-- Start --

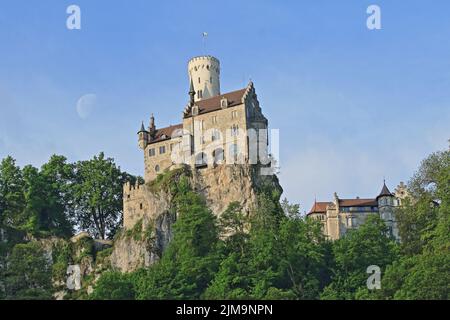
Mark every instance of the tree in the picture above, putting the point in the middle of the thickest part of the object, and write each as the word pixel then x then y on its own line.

-- End --
-- Start --

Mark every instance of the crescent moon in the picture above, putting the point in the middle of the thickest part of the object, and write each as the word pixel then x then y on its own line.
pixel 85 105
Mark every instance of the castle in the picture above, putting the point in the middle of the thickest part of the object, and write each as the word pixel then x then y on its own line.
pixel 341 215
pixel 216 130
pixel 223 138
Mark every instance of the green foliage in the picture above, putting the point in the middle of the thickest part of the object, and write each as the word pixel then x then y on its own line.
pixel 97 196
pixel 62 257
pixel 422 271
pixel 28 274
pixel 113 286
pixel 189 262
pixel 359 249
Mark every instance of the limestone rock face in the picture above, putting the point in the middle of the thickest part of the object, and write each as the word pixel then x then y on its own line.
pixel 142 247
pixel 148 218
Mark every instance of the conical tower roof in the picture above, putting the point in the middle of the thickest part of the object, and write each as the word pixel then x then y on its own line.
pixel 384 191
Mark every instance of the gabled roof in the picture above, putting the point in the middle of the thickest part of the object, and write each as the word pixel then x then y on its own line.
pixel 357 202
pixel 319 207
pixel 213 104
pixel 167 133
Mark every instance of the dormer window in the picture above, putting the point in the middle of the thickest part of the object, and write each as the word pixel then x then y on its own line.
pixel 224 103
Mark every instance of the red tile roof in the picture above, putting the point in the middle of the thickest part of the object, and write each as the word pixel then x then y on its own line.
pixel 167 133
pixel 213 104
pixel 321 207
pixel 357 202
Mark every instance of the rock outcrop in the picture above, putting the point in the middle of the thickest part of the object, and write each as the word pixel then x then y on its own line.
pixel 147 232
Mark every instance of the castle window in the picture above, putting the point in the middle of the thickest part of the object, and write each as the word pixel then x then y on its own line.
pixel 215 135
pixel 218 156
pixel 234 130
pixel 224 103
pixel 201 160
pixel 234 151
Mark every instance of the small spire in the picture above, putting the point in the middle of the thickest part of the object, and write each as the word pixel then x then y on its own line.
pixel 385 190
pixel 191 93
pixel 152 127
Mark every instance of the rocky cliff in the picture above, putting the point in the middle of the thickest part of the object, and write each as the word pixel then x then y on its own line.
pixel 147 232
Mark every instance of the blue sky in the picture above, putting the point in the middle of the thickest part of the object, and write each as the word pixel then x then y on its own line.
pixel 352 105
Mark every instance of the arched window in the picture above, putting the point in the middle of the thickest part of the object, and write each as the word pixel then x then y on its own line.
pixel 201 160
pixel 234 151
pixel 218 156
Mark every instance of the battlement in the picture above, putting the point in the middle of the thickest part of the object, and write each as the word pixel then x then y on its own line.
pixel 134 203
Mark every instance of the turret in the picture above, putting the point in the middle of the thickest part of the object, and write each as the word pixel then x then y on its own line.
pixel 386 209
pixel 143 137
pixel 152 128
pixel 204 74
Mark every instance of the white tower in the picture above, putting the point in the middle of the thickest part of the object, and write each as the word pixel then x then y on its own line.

-- End --

Convert everything from the line containing "Mark every instance of the arched" down to the line containing "Mark every instance of the white", both included, into a JSON list of strings with one string per line, skipping blank lines.

[
  "Mark every instance of the arched window in the picture above, putting the point in the middle of the thickest part of the object, and write each as the word pixel then x then y on its own line.",
  "pixel 201 160",
  "pixel 234 151",
  "pixel 218 156",
  "Mark every instance of the battlement in the picture above, putting the point in the middle of the thickest part of the object, and write each as the word pixel then x then y on its own line.",
  "pixel 134 203",
  "Mark every instance of the turret in the picture above, putting the point in the middle of the thickest part of the object, and write each as the word pixel then x then y on its own line.",
  "pixel 386 209",
  "pixel 143 137",
  "pixel 152 128",
  "pixel 204 74",
  "Mark every instance of the white tower in the picture above, putting the point in the middle of the thickest part of the object, and write each as the word pixel then x then y on its own line."
]